◆ **Opdrachten**:
- A) Welk bedrag ontving appellant volgens het fragment van zijn schoonfamilie toen hij naar Nederland vertrok?
- B) Neem uit het fragment letterlijk het stuk over van "De namens appellant" tot en met "leven worden afgeleid.".
- C) Geef bij elke bewering aan of die klopt met het fragment, met ja of nee en de doorslaggevende woorden als letterlijk citaat.
(i) Appellant diende meteen na zijn vertrek naar Nederland een verzoek om echtscheiding in.
(ii) Appellant kocht na zijn aankomst in Nederland een auto.
(iii) Het huwelijk werd per 23 april 2015 ontbonden.

◆ **Fragment**:
# # #

De namens appellant ter zitting van de Raad ingenomen stelling dat N steeds heeft verklaard dat zij niet met N mee naar Nederland zou gaan omdat zij bij haar familie in Amerika wilde blijven is niet onderbouwd. Daaruit kan dan ook niet de wil om bestendig gescheiden te leven worden afgeleid.
4.5.4.
Dat de verbreking van de echtelijke samenleving niet reeds vanaf de datum van vertrek van appellant naar Nederland als bestendig kan worden aangemerkt, volgt voorts uit het feit dat appellant eerst naar aanleiding van de hoorzitting in de bezwaarprocedure een verzoek om echtscheiding heeft ingediend. Toen waren reeds ruim tien maanden verstreken. Appellant heeft niet aannemelijk gemaakt dat de reden waarom hij niet eerder een verzoek tot echtscheiding heeft ingediend is gelegen in een gebrek aan middelen om de daaraan verbonden eigen bijdrage te voldoen. Appellant heeft bij zijn vertrek naar Nederland omgerekend € 6.079,66 van zijn schoonfamilie ontvangen. Hij beschikte dus direct na aankomst in Nederland over voldoende middelen om de eigen bijdrage te voldoen. Uit het feit dat hij ervoor heeft gekozen om in plaats daarvan een auto aan te schaffen is af te leiden dat het indienen van een verzoek tot echtscheiding niet zijn hoogste prioriteit had. De omstandigheid dat het huwelijk uiteindelijk, namelijk per 23 april 2015, is ontbonden doet aan het voorgaande niet af.

# # #

◆ **Aangeleverde gegevens**:
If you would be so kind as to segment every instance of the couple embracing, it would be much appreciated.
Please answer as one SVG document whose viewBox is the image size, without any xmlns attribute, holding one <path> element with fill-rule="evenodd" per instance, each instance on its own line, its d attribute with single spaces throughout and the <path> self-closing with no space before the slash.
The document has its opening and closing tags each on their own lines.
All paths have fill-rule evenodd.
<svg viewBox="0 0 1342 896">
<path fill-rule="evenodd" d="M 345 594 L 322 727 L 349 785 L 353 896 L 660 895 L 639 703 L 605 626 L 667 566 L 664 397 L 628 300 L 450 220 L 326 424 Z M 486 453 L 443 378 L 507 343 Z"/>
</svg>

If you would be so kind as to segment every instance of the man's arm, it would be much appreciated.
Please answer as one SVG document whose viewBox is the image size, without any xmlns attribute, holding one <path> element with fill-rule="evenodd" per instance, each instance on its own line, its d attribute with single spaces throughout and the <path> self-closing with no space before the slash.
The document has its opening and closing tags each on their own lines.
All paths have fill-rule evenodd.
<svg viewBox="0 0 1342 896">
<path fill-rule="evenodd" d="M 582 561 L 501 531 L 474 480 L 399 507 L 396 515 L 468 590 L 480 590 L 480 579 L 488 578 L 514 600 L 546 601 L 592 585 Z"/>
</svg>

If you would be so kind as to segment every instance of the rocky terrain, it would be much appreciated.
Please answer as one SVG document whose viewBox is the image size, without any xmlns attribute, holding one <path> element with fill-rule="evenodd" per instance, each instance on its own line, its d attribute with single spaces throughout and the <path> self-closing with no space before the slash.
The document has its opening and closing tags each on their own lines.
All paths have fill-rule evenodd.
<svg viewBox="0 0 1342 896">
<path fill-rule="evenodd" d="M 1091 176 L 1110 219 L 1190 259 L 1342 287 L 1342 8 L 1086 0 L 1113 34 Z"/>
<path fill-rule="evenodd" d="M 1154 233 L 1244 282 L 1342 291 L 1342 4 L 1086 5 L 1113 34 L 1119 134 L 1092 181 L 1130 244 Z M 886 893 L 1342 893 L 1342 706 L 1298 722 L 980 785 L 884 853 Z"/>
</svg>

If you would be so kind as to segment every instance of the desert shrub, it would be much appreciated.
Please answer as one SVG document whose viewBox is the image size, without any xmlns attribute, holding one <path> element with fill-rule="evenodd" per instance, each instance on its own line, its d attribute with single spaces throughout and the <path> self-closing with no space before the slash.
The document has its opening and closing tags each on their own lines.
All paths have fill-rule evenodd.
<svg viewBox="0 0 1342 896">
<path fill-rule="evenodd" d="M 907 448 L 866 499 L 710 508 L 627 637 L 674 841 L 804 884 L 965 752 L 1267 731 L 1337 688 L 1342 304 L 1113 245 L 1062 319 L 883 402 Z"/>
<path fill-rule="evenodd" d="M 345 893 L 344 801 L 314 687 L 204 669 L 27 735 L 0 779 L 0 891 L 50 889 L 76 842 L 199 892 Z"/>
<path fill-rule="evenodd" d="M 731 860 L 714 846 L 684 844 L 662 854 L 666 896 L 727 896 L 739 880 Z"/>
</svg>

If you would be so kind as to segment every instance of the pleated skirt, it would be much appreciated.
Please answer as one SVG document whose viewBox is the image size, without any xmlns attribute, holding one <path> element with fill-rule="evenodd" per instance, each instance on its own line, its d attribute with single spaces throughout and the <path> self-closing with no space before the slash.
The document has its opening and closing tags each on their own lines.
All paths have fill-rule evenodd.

# # #

◆ **Verwachte antwoorden**:
- A) Omgerekend € 6.079,66.

- B)
De namens appellant ter zitting van de Raad ingenomen stelling dat N steeds heeft verklaard dat zij niet met N mee naar Nederland zou gaan omdat zij bij haar familie in Amerika wilde blijven is niet onderbouwd. Daaruit kan dan ook niet de wil om bestendig gescheiden te leven worden afgeleid.

- C)
(i) Nee: "appellant eerst naar aanleiding van de hoorzitting in de bezwaarprocedure een verzoek om echtscheiding heeft ingediend"
(ii) Ja: "Uit het feit dat hij ervoor heeft gekozen om in plaats daarvan een auto aan te schaffen"
(iii) Ja: "De omstandigheid dat het huwelijk uiteindelijk, namelijk per 23 april 2015, is ontbonden"